Instructions to follow: Retype every line of the listing below exactly as it appears, without altering, adding, or omitting anything.

— BEGIN Dataset extract —

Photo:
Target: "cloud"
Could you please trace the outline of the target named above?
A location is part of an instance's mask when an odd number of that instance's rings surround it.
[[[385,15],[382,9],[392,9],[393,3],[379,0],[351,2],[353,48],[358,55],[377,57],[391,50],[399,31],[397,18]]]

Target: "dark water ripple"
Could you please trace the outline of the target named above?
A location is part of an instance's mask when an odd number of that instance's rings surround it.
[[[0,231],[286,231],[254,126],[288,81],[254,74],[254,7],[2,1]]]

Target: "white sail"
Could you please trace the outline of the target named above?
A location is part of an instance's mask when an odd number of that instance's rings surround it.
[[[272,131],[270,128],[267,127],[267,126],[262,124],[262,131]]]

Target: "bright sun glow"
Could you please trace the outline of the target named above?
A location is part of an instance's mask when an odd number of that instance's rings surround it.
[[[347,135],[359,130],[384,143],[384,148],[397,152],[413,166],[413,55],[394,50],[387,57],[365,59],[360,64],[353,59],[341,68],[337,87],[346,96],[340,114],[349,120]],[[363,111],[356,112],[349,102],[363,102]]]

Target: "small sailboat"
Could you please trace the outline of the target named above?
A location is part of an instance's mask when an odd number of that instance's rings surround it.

— END Dataset extract —

Completed exercise:
Photo:
Target: "cloud"
Could you please trace the outline of the target named above?
A location is part of an instance's mask when an odd number of that instance's rings surround it.
[[[385,15],[382,9],[392,9],[393,3],[379,0],[351,2],[353,48],[358,55],[377,57],[391,50],[399,31],[397,18]]]

Target: "dark water ripple"
Could you please trace the outline of the target named above?
A location is part of an instance's mask when an odd number of that instance's rings surround it.
[[[0,231],[286,231],[254,126],[288,81],[254,74],[254,7],[2,1]]]

Target: "white sail"
Could you please trace the outline of the target named above?
A location is part of an instance's mask when an odd number of that instance's rings surround it.
[[[272,131],[270,128],[267,127],[267,126],[262,124],[262,131]]]

Target: "bright sun glow"
Could you please trace the outline of the target named above?
A location is part of an instance's mask when an odd number of that instance's rings surround it.
[[[347,135],[359,130],[384,143],[384,148],[397,152],[413,166],[413,55],[394,50],[387,57],[365,59],[360,64],[353,59],[341,68],[337,87],[346,96],[340,114],[349,120]],[[363,111],[356,112],[349,102],[363,102]]]

Target: "small sailboat"
Could you please trace the outline of the target named above?
A location is part of an instance's mask when an odd number of that instance's rings surround it.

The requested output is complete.